──────── Source data

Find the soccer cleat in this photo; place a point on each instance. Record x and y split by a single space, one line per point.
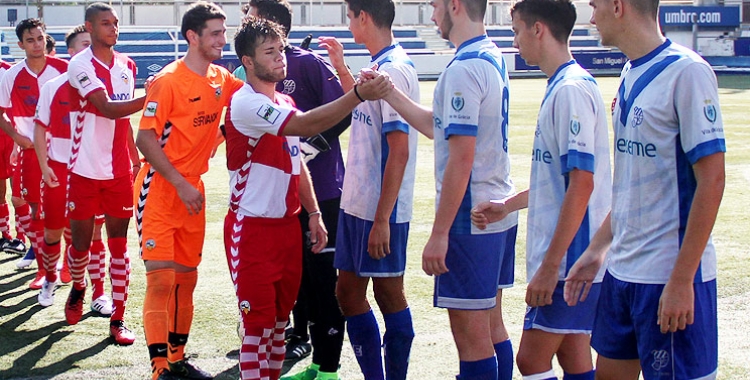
187 370
309 373
297 349
46 295
38 281
74 305
102 306
121 334
166 375
27 260
13 246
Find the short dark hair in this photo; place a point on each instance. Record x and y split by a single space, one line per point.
28 24
278 11
558 15
253 32
95 8
196 16
382 11
73 33
50 45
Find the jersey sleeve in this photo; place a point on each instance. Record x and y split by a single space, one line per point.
574 123
253 115
6 85
697 107
83 78
392 121
44 105
159 103
464 95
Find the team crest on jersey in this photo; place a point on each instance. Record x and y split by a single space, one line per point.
457 102
575 127
661 359
150 109
709 111
83 80
245 307
289 86
268 113
637 116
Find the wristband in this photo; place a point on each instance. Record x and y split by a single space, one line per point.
357 93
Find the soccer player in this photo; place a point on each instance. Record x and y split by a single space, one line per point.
269 181
311 82
183 111
469 122
101 170
19 93
7 242
569 194
377 200
657 307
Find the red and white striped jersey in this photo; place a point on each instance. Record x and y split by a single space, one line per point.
19 92
54 112
263 166
100 147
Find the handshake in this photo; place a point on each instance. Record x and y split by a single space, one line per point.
372 84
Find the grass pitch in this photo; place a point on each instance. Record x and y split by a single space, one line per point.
36 343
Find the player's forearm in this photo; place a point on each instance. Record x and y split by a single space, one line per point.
571 215
306 192
393 176
455 182
710 178
40 144
417 115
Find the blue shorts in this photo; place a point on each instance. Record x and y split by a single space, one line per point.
559 318
351 248
625 328
474 267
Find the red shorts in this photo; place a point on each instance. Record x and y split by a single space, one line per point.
54 198
265 262
90 197
168 232
6 148
27 178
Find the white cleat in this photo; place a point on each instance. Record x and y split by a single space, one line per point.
46 295
102 305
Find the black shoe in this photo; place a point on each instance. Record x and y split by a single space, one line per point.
185 370
297 348
166 375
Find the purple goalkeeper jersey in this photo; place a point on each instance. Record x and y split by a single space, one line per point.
310 81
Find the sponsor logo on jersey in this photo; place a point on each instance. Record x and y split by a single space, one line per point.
289 86
361 117
457 102
709 111
575 126
661 359
268 113
150 109
245 307
637 116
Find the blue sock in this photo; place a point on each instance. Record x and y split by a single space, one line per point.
399 333
364 336
485 369
580 376
504 353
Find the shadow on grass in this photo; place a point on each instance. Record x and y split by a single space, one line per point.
234 371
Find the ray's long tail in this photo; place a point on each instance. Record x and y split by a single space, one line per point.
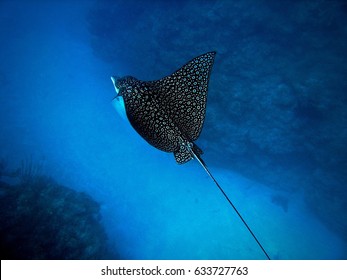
199 159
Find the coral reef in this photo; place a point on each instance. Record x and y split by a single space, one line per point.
277 103
40 219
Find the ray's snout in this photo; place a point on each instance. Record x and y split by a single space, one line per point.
114 80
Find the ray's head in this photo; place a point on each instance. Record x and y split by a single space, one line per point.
120 84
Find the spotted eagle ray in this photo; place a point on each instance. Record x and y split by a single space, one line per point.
169 113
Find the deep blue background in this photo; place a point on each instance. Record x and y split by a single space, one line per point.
274 136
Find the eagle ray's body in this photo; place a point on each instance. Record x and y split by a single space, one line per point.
169 113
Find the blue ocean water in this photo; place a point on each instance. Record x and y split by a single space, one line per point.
274 136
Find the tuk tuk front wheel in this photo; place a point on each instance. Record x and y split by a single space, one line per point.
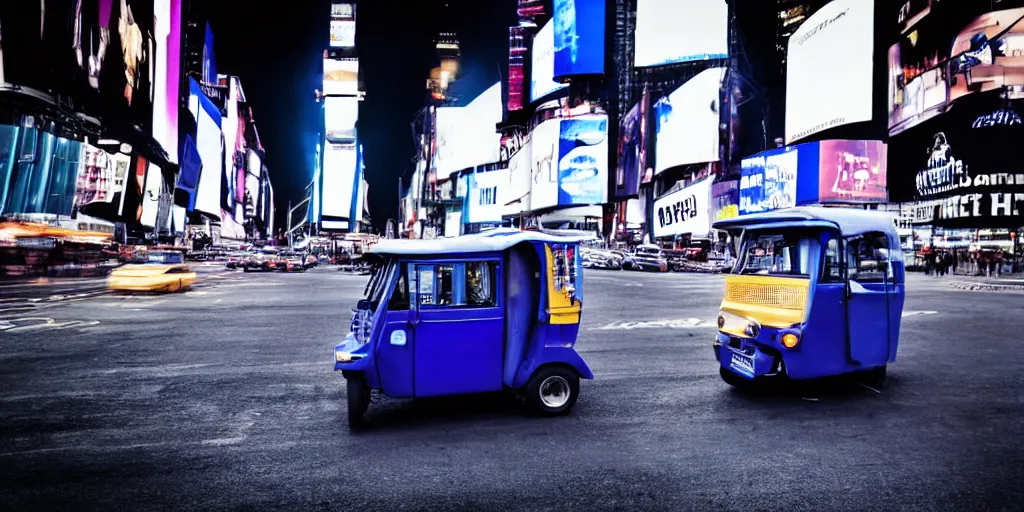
358 400
553 390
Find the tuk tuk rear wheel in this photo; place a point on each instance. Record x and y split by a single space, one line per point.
553 390
358 400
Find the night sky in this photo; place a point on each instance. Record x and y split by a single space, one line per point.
276 52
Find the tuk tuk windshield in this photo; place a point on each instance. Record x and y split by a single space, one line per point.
788 253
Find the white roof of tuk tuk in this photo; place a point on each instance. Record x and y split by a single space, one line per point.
850 221
493 241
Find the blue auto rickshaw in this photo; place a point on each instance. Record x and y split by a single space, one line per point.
815 292
468 314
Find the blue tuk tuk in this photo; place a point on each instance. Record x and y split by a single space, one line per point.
468 314
815 292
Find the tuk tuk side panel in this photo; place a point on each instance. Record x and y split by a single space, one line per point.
522 297
393 356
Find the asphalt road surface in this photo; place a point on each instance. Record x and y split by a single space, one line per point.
224 398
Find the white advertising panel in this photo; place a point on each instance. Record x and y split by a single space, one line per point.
684 211
340 115
211 153
687 122
680 31
151 197
544 165
339 177
829 71
467 135
542 80
341 77
482 204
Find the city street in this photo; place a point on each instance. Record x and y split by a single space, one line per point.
224 397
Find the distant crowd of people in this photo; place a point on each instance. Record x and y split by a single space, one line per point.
942 262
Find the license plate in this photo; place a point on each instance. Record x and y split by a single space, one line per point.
741 363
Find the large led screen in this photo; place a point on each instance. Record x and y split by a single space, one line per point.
768 180
482 203
852 171
950 54
210 145
686 211
687 122
569 158
339 180
341 77
628 165
680 31
544 165
466 135
340 115
579 37
542 80
829 71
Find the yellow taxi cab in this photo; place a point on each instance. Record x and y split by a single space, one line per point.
162 271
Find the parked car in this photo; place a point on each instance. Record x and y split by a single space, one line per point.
648 258
291 262
162 271
264 260
596 258
236 259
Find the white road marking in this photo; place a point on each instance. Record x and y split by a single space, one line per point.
666 324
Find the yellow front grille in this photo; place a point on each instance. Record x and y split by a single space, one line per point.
785 297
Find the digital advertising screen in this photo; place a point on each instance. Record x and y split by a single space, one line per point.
579 37
339 180
680 31
951 53
340 115
542 80
687 122
544 165
482 203
210 145
583 164
628 165
829 69
967 162
768 180
852 171
341 77
686 211
342 33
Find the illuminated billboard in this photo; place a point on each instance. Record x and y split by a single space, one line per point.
211 146
569 162
951 54
579 37
340 115
686 211
542 74
687 122
680 31
829 70
341 77
339 180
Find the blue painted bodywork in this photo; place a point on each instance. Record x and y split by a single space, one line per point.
842 332
452 350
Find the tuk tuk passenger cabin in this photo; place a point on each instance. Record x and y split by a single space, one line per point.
468 314
815 292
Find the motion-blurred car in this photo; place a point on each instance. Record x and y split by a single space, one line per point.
648 258
236 260
163 271
291 262
263 260
596 258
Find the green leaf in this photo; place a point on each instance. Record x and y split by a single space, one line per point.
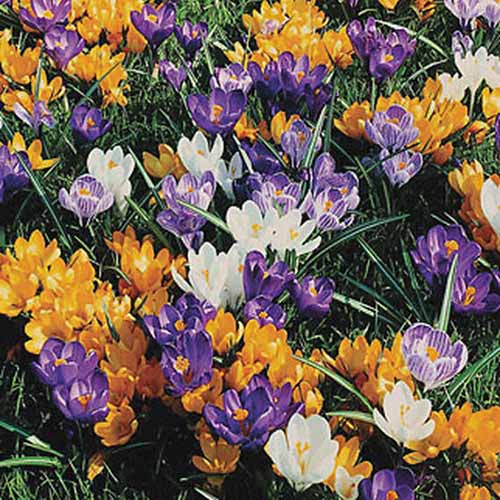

────────────────

Please retype every record above exactly, leaving out the pictures.

### Problem solution
Find the soccer cleat in this photo; place a point on each instance. Record x and y split by a single space, one line per point.
187 370
309 373
297 349
46 295
38 281
74 305
102 306
121 334
166 375
27 260
13 246
Find the short dark hair in this photo; place a point on each instance. Record x and y split by a single space, one line per point.
28 24
278 11
558 15
253 32
95 8
196 16
382 11
73 33
50 45
Find the jersey sleeve in this photo; place a point on each instance. Record x and y split by a single space, one line per point.
574 123
253 115
6 85
697 107
83 78
392 121
44 105
159 103
464 95
Find the team crest on jersey in this photo; place a point on each instance. Record x and y split by a single space, one line per point.
457 102
575 127
661 359
150 109
709 111
83 80
245 307
289 86
268 113
637 116
Find the wristband in this photo; place a point on each instance. Record x and y split by a single space, one line per point.
357 93
Find the soccer player in this photo; place a point on each instance. Record x and y split by a single space, one line per point.
269 181
311 82
183 111
469 122
101 170
19 93
7 242
569 194
377 200
657 307
Find the red and white striped jersey in this photo; place a point on each instance. Record x and y split by a single space, one line per point.
19 92
54 112
263 166
100 147
Find the handshake in this photo; place a point on each instance. Record x and y split by a single space, one line per point.
372 84
Find the grass pitch in this photo; place a point on each instance. Record x and y split by a single space, one line per point.
36 343
Find the player's forearm in this photo; place a point on each instance. Record x and y split by a single space, one line per point.
571 215
306 192
393 176
455 182
710 178
40 144
417 115
Find the blue shorts in this photo; place a point on each instance. Record x and y split by a single space, one line per point.
559 318
351 248
625 328
474 267
Find the red shorts in this photo; place a point on each instance. Record x and y split by a single space, one line per point.
54 198
265 262
90 197
168 232
6 148
27 178
Find the white cleat in this photo; place a point on each instance. Record x and y split by a single space, one line per point.
46 295
102 305
Find the black shoe in this photo; place a point on each instance. Record x and y split by a single space, one line per point.
185 370
297 348
166 375
Find the purple goalkeeper jersey in this photo; place a point on each instance. Record x and y split by a single space, one line per point.
310 81
Find the sponsor logo on jersey in this photo; place a point on each instance. Record x and y split by a single space, one line per point.
289 86
361 117
457 102
709 111
575 126
661 359
268 113
150 109
245 307
637 116
Find the blue sock in this photo; place a point on each instance. Record x and y split by a single space, one line per point.
399 333
364 336
485 369
580 376
504 353
Find the shadow on grass in this photo; place a point on each instance. Record x and y split by a single space, one line per point.
234 371
Find the ray's long tail in this photo; place a point on each instance. Record x and y split by a single space, one line per point.
199 159
Find the coral reef in this photo; place a point on each instance. Record x and y split by a single space, one line per point.
277 103
40 219
Find the ray's snout in this photo; place a point on each instance. Record x and y split by a single space, one line per point.
114 80
Find the ray's head in this photo; place a point on each instance. Record x and y split by a single space, one line per point.
120 84
Find the spotted eagle ray in this photo; place a point on each instance. Record x and y split by a single space, one line per point.
169 113
Find the deep blue background in this photo; place a point on each instance. Record x and y split by a single space, one line per point.
274 136
Find the eagle ray's body in this photo; place a point on each instance. Record x and y split by a single space, one line per point.
169 113
Find the blue ocean water in this photo; place a point on each instance. Record x and y split by a single space, one line per point.
274 136
Find the tuk tuk front wheel in this photo; place a point on each instance. Record x and y split by a single space, one line per point.
358 400
553 390
Find the tuk tuk rear wheel in this photo; place a point on each instance. Record x and y split by a single space, one line per point.
553 390
358 400
Find the night sky in this photo; place a point on each instance. Record x and y split by a single space, one line per point.
276 52
Find the tuk tuk windshield in this photo; place a point on each instance. Record x and y split by a single space, one line per point.
788 253
Find the white roof of tuk tuk in this photo; place a point on each instance. Record x and y split by a single space, one line per point.
850 221
493 241
Find the blue auto rickshaw in this photo; place a point on each instance. Record x and y split by a single space, one line per point.
815 292
468 314
Find the blue tuk tuk in this photo; place a point on each instance. Record x and y split by a single space, one line per point.
468 314
815 292
Find the tuk tuk side panel in this photo; place a point on each instance. Record x and y split by a single space, one line per point.
522 297
393 356
Find the asphalt road surface in this photo; place a point on each instance. Record x and y split by a single space, one line per point.
224 398
Find the white advertising panel in this photo; place a point on each instance. Record x and y split by a single space, one line per point.
684 211
340 115
211 153
687 122
680 31
151 197
544 165
339 177
829 71
467 135
542 80
341 77
482 204
Find the city street in this photo; place a point on each instance. Record x and y split by a single space, one line per point.
224 397
Find the distant crowd of people in this photo; place a point on each instance. Record x and y split by a single space, one line per point.
942 262
Find the license plate in this photo; place a point on each instance. Record x and y split by a single space, one line per point.
741 363
Find the large led screen in this photo; place a point on each instance. Record x and y split by a single space, one line per point.
768 180
482 203
852 171
950 54
210 145
686 211
687 122
569 158
339 180
341 77
628 165
680 31
544 165
466 135
340 115
579 37
542 80
829 71
Find the yellow taxi cab in this photo; place a point on each instance. Record x and y split by a single space, one line per point.
162 271
Find the parked car in this photo; place a point on each instance. Record x and y split by a single space, one line per point.
648 258
291 262
162 271
264 260
596 258
236 259
Find the white road marking in this photo; place a point on each instance. Record x and y split by a single space, one line per point.
666 324
Find the yellow front grille in this photo; place a point on each instance. Record x and y split by a single space, one line per point.
785 297
Find the digital advertising screen in this photo; place a point on each instance. Record x and y split by a single space, one line per point.
579 37
339 180
680 31
951 53
340 115
542 80
687 122
544 165
482 203
210 145
583 164
628 165
829 69
967 162
768 180
852 171
341 77
686 211
342 33
Find the illuminated billboard in this photo; place a point on each instance. Record x and y split by a single space, one line per point.
211 146
569 162
951 54
579 37
340 115
686 211
542 74
687 122
680 31
829 70
341 77
339 180
Find the blue painted bodywork in this photo; place a point on each instance. Record x and y split by a single space, one line per point.
842 332
452 350
Find the tuk tuk passenger cabin in this photo; place a point on each instance. Record x and y split by a single space, one line per point.
468 314
815 292
Find the motion-blurred car in this photo; place a point on each instance. Record x and y split by a single space, one line per point.
648 258
236 260
163 271
291 262
263 260
596 258
Find the green leaf in this photo; place a point on each instance. Record x and y split by a single space, one line per point.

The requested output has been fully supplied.